REQUIRED TASK: Copy the lines below verbatim, starting at the line containing "white window frame." and ending at the line containing "[0,47,480,133]", without the pictures.

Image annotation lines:

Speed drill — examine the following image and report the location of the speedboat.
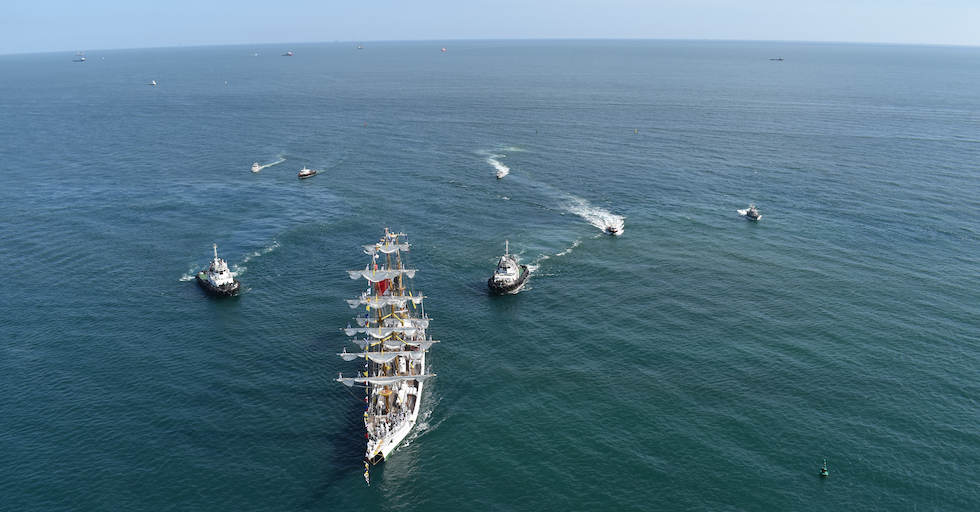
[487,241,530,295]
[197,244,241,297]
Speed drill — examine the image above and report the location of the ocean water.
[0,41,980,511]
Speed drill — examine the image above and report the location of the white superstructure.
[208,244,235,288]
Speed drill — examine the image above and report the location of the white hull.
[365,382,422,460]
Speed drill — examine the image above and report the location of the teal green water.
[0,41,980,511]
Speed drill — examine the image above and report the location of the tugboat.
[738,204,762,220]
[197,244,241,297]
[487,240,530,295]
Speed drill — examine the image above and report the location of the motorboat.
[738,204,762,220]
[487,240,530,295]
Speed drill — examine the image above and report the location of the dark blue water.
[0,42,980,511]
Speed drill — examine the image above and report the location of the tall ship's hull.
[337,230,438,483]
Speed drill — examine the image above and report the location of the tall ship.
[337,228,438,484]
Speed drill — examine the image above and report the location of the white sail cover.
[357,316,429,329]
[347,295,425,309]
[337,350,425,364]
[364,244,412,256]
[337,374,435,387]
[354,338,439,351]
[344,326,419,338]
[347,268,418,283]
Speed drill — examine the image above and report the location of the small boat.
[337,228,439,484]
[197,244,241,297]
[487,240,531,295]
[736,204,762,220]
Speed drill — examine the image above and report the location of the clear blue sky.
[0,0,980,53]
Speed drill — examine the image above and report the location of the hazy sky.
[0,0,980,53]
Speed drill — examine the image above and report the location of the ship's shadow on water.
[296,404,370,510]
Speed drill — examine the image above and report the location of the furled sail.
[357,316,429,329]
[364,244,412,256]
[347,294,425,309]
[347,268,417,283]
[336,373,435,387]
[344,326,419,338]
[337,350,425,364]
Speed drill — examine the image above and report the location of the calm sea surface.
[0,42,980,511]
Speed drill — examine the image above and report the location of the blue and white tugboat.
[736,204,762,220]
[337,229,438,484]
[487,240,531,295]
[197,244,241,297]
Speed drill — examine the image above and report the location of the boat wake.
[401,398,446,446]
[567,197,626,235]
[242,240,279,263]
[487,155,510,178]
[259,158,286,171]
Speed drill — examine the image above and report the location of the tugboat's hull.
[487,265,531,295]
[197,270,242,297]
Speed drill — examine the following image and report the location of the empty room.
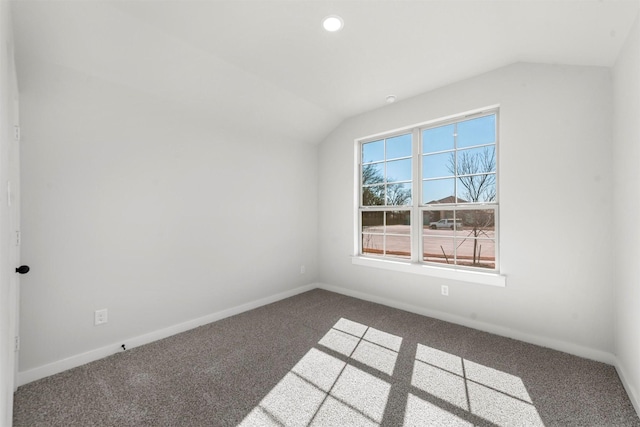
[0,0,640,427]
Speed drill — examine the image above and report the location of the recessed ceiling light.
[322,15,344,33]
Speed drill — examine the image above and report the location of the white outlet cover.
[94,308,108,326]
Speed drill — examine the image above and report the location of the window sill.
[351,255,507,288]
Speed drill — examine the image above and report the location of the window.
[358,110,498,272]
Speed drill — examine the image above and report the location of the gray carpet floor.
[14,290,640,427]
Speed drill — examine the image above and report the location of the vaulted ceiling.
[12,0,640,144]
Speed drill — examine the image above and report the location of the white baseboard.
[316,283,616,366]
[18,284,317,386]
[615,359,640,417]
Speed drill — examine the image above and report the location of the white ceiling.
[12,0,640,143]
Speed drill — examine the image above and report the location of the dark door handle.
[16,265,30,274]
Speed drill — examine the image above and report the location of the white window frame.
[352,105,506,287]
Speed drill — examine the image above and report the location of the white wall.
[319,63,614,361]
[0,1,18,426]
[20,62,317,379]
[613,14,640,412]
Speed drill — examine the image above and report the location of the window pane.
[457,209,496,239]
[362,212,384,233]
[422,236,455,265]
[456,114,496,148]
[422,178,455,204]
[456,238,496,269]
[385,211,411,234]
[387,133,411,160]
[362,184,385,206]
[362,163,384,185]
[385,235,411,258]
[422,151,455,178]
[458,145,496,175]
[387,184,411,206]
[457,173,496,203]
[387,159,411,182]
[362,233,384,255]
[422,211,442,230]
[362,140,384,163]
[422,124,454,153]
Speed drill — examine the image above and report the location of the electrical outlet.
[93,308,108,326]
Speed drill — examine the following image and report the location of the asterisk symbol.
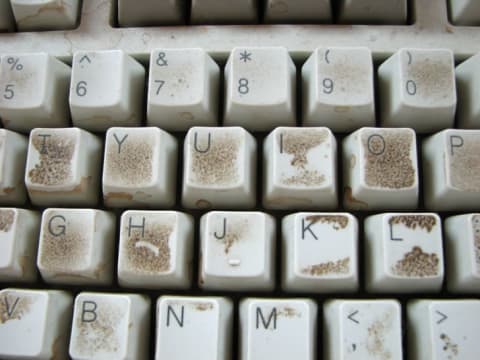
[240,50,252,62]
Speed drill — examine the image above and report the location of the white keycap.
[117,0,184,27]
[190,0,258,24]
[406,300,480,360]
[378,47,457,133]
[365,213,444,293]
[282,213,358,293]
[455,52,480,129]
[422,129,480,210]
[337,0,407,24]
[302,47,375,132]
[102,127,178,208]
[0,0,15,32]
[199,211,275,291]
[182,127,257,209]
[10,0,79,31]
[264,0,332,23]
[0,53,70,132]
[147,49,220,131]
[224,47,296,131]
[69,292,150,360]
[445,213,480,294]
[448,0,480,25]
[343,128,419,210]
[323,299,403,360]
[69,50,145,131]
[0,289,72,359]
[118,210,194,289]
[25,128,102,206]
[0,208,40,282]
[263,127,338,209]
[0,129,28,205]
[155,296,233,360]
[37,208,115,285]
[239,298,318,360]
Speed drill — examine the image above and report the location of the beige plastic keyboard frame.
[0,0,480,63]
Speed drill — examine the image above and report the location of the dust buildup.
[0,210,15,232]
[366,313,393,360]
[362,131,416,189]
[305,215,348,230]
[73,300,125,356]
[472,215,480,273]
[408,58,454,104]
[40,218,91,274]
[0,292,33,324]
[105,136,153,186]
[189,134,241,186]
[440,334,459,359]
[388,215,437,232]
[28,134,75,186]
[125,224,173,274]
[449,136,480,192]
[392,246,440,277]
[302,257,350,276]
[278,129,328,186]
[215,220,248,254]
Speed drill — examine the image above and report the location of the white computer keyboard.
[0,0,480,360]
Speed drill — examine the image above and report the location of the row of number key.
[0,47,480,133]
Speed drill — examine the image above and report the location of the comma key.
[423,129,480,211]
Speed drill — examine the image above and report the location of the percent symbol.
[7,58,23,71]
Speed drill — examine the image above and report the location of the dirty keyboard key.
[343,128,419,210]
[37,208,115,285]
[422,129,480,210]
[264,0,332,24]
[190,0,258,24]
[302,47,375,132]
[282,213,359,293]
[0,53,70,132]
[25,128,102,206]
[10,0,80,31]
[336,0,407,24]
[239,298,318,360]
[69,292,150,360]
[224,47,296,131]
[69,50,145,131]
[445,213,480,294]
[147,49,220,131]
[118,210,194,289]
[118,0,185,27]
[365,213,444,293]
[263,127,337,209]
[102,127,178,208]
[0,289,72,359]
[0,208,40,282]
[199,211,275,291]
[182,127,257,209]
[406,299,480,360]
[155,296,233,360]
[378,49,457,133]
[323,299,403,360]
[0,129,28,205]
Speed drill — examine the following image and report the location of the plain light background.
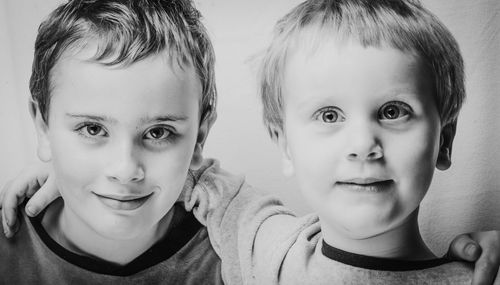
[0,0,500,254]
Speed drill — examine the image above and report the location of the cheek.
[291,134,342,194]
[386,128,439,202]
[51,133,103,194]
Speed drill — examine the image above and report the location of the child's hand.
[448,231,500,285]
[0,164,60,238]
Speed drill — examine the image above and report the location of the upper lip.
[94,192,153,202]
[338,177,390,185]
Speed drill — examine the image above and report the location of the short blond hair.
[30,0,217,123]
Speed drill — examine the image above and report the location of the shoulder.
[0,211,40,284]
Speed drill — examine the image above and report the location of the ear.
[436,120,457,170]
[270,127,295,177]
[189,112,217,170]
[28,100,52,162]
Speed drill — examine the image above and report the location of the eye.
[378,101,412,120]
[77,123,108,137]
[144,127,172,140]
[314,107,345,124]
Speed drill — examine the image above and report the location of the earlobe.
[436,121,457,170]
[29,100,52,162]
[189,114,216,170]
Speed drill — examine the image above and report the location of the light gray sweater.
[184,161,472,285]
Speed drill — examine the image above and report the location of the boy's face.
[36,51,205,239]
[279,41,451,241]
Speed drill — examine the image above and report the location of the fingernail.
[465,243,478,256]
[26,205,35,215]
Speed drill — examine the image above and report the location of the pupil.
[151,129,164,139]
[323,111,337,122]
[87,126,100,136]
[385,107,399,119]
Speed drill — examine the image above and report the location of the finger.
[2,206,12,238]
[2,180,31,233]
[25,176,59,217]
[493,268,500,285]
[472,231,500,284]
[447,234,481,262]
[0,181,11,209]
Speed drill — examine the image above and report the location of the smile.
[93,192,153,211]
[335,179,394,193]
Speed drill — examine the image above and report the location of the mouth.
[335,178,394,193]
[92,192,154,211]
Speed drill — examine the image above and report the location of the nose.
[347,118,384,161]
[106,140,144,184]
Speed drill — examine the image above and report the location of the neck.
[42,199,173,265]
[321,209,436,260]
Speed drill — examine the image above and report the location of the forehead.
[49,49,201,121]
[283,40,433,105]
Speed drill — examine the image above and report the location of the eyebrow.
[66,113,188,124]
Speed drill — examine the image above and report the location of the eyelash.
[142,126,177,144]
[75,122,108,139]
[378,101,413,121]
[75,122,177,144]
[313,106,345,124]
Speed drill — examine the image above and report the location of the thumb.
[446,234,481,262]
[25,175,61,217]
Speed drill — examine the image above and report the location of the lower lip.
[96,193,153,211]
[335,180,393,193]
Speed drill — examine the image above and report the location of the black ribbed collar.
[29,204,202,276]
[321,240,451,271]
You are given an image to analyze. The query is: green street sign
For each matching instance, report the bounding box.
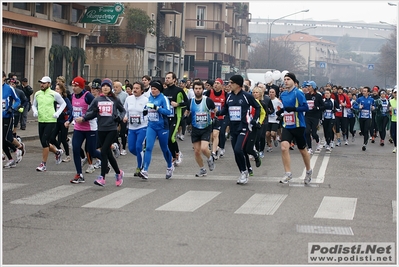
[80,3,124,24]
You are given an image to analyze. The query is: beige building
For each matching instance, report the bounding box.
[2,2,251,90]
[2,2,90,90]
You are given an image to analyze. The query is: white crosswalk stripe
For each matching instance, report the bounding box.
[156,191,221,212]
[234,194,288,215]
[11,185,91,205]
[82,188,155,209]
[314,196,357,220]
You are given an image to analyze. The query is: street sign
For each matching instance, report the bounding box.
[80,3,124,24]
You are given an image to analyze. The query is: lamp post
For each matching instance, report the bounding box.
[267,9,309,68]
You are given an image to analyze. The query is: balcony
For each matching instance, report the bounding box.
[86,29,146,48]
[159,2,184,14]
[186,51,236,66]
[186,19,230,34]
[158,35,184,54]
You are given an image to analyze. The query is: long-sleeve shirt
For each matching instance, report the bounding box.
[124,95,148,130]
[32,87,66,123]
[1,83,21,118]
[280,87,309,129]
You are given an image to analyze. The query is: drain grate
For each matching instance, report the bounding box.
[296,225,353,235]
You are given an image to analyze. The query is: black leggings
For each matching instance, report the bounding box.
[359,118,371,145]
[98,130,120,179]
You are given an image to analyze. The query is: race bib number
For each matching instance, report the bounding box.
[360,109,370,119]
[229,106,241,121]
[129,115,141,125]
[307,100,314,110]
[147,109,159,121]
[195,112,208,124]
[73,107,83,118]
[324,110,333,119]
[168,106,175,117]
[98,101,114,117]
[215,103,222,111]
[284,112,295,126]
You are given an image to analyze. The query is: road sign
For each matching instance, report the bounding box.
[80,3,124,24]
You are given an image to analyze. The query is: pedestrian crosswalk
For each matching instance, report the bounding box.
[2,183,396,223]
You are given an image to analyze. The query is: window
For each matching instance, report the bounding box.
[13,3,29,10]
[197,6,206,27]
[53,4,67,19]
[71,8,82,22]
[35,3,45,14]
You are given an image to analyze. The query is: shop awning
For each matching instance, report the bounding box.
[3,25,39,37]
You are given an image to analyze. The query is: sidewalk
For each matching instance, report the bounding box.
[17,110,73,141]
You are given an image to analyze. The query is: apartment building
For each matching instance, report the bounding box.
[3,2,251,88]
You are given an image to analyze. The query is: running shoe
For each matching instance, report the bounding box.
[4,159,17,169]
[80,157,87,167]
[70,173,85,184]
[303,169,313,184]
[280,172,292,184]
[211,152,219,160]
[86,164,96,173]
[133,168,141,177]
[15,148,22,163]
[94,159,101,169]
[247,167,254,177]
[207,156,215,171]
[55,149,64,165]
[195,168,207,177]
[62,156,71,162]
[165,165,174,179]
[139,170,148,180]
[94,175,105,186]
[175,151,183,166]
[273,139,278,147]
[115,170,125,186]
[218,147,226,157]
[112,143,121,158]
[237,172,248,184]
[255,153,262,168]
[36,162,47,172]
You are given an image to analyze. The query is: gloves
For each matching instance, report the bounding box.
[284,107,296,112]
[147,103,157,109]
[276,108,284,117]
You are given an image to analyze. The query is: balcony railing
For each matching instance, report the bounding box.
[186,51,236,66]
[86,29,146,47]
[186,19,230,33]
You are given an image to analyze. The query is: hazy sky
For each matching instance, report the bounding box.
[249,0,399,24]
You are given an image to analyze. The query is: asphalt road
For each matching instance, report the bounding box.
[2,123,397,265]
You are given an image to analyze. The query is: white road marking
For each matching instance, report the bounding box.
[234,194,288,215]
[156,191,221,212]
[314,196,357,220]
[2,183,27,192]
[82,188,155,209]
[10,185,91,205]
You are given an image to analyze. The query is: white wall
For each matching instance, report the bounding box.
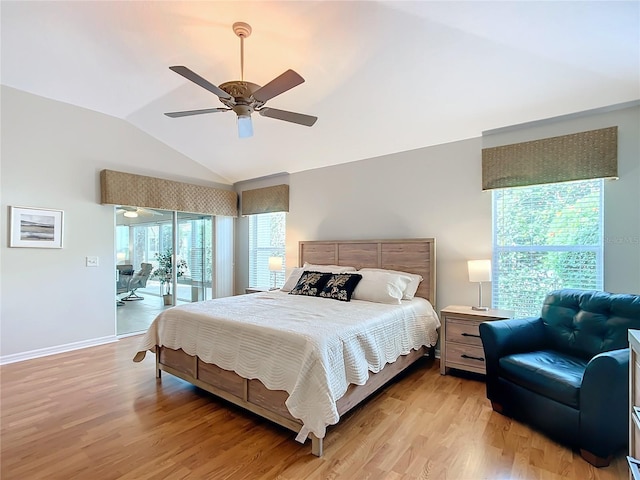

EXERCISE RESPONSE:
Speed drill — examine the image above and report the location of the white window frame.
[352,105,506,287]
Speed drill — examine the image above and report the location of the white wall.
[319,63,614,361]
[0,1,18,426]
[20,62,317,379]
[613,14,640,412]
Speed drill — examine the image above and report the location of the window pane.
[457,209,496,239]
[362,212,384,233]
[422,236,455,265]
[456,114,496,148]
[422,178,455,204]
[456,238,496,269]
[385,211,411,234]
[387,133,411,160]
[362,184,385,206]
[362,163,384,185]
[385,235,411,258]
[422,151,455,178]
[458,145,496,175]
[387,184,411,206]
[457,173,496,203]
[387,159,411,182]
[362,233,384,255]
[422,211,442,230]
[362,140,384,163]
[422,124,454,153]
Speed drill — examine the image above and report the location of the electrical outlet.
[93,308,108,326]
Speed drill — examine the following image and report the location of the asterisk symbol.
[240,50,252,62]
Speed drill — examine the image above and report the location of the white keycap.
[117,0,184,27]
[190,0,258,24]
[406,300,480,360]
[378,47,457,133]
[365,213,444,293]
[282,213,358,293]
[455,52,480,129]
[422,129,480,210]
[337,0,407,24]
[302,47,375,132]
[102,127,178,208]
[0,0,15,32]
[199,211,275,291]
[182,127,257,209]
[10,0,79,31]
[264,0,332,23]
[0,53,70,132]
[147,49,220,131]
[224,47,296,131]
[69,292,150,360]
[445,213,480,294]
[448,0,480,25]
[343,128,419,210]
[323,299,403,360]
[69,50,145,131]
[0,289,72,359]
[118,210,194,289]
[25,128,102,206]
[0,208,40,282]
[263,127,338,209]
[0,129,28,205]
[155,296,233,360]
[37,208,115,285]
[239,298,318,360]
Speed drill — examine the image above and report the location of the beige plastic keyboard frame.
[0,0,480,63]
Speed drill — examine the image above and report the location of the dust buildup.
[0,210,15,232]
[366,313,393,360]
[362,131,416,189]
[305,215,348,230]
[73,300,125,356]
[472,215,480,273]
[408,58,454,104]
[40,218,91,274]
[0,292,33,324]
[105,136,153,186]
[189,134,241,186]
[440,334,459,359]
[388,215,437,232]
[28,134,75,186]
[125,224,173,274]
[449,136,480,192]
[392,246,440,277]
[302,257,350,276]
[278,129,328,186]
[215,220,248,254]
Speed drill — examine the image above and report the location of the white computer keyboard.
[0,0,480,360]
Speed drill — examine the image above and report the location of the row of number key.
[0,47,480,133]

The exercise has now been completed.